PROVIDED PASSAGE ->
Start of Block
Jan. 14 (Bloomberg) -- The yen touched the weakest level versus the dollar since June 2010 on bets Japanese Prime Minister Shinzo Abe will select a central-bank chief who will expand monetary easing, accelerating the currency’s decline.
Japan’s currency slid beyond 120 per euro for the first time since May 2011 after Abe, whose government said last week it will increase stimulus spending, said he wanted someone “who can push through bold monetary policy” as the next Bank of Japan governor. The BOJ meets next week. The euro reached its highest in 10 months versus the greenback. It remained stronger as Federal Reserve Chairman Ben S. Bernanke said the central bank is monitoring the effects of its monetary stimulus.
“The changes that have been proposed by the Japanese government over the last couple of weeks are pretty significant and have been working against the yen,” Brian Kim, a currency strategist at Royal Bank of Scotland Group Plc’s RBS Securities unit in Stamford Connecticut, said in an telephone interview. “The news today is in line with everything we’ve heard before. People are just buying the talk.”
The yen declined 0.3 percent to 89.48 per dollar at 5 p.m. New York time and reached 89.67, the weakest level since June 25, 2010. Japan’s currency fell 0.6 percent to 119.74 per euro and reached 120.13, a level not seen since May 4, 2011. The dollar depreciated 0.3 percent to $1.3382 per euro. It reached $1.3404 earlier, the weakest level since Feb. 29, before briefly erasing losses.
Japanese financial markets were shut today for a holiday.
The New Zealand dollar, nicknamed the kiwi, climbed against all of its 16 most-traded counterparts after a report showed retail spending on credit cards rose. The currency advanced 0.8 percent to 84.32 U.S. cents and gained 1.2 percent to 75.44 yen.
The Swiss franc dropped as European leaders said the worst is probably over for the region’s sovereign-debt crisis. Investors used the currency as a haven amid the financial turmoil. The franc slid 1.3 percent to 1.2340 per euro and touched 1.2341, its weakest level since December 2011.
Sterling fell for a seventh day versus the euro, the longest losing streak since October. The pound fell 0.6 percent to 83.24 pence per euro and declined 0.3 percent to $1.6078.
The kiwi rose 2.3 percent over the past year versus nine developed-nation peers monitored by the Bloomberg Correlation-Weighted Indexes. The pound added 1.1 percent, while the dollar fell 4.2 percent and the yen lost 19 percent.
The Japanese government said last week it will spend 10.3 trillion yen ($116 billion) in new stimulus efforts.
Abe also may become the best friend of investors in U.S. Treasuries if he buys U.S. government bonds to weaken the yen and boost his nation’s slowing economy.
The prime minister’s Liberal Democratic Party pledged to consider a fund to buy foreign securities that may amount to 50 trillion yen ($558 billion) according to Nomura Securities Co. and Kazumasa Iwata, a former Bank of Japan deputy governor. JPMorgan Securities Japan Co. says the total may be double that.
The next BOJ governor must be a “bold policy leader,” Abe said yesterday on public broadcaster NHK’s “Sunday Debate” program. Governor Masaaki Shirakawa will step down in April.
The central bank will review its 1 percent inflation goal at a Jan. 21-22 meeting. Abe has demanded it double the target.
Jeffrey Shen, managing director in San Francisco at BlackRock Inc., said that “in the short run, we’re going to see the yen weaken significantly more.” Shen spoke in an interview on Bloomberg Radio’s “Bloomberg Surveillance” with Tom Keene and Michael McKee.
End of Block
TASK LIST ->
(1) Condense the currency report's paragraph that begins "The yen declined 0.3 percent" into a bulleted list that keeps its main figures.
(2) Name every person the currency report mentions by name.
Answer using nothing but the currency report.

[Collected data]
Start of Block
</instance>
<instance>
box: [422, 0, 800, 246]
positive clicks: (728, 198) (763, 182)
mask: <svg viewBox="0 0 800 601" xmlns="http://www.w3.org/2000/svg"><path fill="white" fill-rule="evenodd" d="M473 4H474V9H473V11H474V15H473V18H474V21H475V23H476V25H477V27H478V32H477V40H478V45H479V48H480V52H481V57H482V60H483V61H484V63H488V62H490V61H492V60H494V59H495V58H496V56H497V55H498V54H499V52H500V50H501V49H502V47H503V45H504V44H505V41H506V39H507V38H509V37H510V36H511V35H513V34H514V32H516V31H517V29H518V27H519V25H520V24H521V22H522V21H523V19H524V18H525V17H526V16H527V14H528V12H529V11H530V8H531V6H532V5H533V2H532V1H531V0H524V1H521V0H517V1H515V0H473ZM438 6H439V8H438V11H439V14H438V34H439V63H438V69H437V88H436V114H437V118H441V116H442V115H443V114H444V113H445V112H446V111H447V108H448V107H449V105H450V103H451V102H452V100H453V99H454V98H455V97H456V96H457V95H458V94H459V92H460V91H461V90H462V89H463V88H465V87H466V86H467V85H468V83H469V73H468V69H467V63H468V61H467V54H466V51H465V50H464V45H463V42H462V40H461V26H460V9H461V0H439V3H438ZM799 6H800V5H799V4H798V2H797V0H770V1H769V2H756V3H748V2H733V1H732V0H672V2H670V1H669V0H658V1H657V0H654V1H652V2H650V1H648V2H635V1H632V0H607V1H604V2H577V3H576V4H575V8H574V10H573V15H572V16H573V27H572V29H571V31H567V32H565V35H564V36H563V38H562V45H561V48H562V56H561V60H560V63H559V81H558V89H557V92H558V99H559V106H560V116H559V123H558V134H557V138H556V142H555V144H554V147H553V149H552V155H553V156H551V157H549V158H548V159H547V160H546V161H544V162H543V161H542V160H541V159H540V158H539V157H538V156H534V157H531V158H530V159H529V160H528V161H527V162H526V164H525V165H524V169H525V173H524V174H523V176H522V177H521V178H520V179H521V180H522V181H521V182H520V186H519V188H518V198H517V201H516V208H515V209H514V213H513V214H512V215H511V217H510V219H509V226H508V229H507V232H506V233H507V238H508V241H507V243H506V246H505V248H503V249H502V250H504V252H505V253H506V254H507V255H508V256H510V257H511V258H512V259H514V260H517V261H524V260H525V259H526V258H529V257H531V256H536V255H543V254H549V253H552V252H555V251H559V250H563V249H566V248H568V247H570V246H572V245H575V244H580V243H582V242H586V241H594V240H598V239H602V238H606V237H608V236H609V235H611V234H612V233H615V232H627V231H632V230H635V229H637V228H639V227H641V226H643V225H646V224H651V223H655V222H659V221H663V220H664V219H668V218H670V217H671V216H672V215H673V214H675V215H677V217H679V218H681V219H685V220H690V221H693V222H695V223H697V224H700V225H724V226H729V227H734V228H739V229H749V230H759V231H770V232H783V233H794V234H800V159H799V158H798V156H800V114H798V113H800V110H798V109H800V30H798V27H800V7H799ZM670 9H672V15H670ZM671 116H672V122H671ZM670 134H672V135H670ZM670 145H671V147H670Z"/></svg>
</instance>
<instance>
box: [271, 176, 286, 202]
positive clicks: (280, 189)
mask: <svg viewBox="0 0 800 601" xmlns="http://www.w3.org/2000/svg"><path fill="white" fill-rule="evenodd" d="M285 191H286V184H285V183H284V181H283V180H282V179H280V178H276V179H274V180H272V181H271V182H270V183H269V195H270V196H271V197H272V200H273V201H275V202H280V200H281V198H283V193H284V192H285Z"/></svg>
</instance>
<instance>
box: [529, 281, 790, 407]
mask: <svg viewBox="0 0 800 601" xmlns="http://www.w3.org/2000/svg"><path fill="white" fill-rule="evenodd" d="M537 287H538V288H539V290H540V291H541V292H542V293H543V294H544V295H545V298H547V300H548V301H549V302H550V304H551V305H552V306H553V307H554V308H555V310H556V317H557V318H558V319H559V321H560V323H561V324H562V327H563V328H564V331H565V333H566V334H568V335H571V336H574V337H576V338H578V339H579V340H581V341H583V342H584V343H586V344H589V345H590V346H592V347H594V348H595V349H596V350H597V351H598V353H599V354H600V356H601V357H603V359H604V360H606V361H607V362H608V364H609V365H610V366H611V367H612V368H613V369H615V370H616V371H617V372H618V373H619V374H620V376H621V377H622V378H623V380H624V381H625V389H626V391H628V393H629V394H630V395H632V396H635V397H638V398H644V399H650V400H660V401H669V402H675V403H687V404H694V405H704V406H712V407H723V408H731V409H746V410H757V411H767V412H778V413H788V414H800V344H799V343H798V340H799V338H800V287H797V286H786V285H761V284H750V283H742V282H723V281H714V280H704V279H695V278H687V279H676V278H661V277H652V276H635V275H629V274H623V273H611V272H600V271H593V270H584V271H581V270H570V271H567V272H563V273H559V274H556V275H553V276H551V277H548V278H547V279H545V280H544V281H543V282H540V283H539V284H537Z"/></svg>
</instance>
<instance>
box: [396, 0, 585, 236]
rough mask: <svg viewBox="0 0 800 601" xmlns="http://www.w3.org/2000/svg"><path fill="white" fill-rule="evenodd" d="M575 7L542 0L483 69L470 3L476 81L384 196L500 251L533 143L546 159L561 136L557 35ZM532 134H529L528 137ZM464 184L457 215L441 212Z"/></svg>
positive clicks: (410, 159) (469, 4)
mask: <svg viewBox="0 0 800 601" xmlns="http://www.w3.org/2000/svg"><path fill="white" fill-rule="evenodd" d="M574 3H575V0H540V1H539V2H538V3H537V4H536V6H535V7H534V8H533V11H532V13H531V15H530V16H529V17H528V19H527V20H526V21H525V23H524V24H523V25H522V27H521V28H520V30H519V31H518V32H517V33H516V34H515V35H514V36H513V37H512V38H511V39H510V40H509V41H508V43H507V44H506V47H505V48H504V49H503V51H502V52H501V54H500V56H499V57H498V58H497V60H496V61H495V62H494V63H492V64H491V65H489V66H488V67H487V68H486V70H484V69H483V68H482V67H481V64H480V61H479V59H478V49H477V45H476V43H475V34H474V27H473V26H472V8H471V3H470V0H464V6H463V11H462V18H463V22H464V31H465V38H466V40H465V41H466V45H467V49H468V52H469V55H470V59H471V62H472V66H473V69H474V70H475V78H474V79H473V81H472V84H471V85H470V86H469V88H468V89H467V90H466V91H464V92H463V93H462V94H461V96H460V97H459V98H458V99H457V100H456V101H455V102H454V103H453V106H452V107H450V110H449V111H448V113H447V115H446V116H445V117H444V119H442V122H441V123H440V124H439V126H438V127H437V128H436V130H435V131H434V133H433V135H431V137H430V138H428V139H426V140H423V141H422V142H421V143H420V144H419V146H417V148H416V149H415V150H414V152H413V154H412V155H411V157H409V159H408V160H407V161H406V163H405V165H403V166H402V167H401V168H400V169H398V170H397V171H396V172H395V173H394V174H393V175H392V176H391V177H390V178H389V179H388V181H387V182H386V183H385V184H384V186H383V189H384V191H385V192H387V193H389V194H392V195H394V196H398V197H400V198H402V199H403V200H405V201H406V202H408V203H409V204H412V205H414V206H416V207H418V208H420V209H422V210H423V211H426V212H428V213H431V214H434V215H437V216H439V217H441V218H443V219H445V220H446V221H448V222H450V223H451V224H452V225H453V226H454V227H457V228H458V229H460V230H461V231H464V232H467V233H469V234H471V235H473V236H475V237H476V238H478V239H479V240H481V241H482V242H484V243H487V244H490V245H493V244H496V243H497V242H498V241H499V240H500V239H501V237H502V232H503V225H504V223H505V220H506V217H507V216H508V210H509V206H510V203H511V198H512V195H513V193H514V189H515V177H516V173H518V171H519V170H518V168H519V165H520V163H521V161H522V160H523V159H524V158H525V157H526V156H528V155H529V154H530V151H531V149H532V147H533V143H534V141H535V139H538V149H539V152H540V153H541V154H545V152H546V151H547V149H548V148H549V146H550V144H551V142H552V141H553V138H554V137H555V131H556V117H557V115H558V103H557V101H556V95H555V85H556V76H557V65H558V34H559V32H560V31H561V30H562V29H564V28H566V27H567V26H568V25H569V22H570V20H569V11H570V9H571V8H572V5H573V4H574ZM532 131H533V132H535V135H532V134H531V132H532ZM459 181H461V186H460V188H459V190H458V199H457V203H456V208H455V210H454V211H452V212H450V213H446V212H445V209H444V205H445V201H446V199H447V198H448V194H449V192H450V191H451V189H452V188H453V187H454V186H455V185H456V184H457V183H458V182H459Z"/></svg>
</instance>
End of Block
EXPECTED RESPONSES ->
(1)
- Yen vs. dollar: down 0.3% to 89.48 at 5 p.m. New York time, after reaching 89.67, its weakest since June 25, 2010
- Yen vs. euro: down 0.6% to 119.74, after reaching 120.13, a level not seen since May 4, 2011
- Dollar vs. euro: down 0.3% to $1.3382, after earlier hitting $1.3404, its weakest since Feb. 29, before briefly erasing losses

(2)
- Shinzo Abe
- Ben S. Bernanke
- Brian Kim
- Kazumasa Iwata
- Masaaki Shirakawa
- Jeffrey Shen
- Tom Keene
- Michael McKee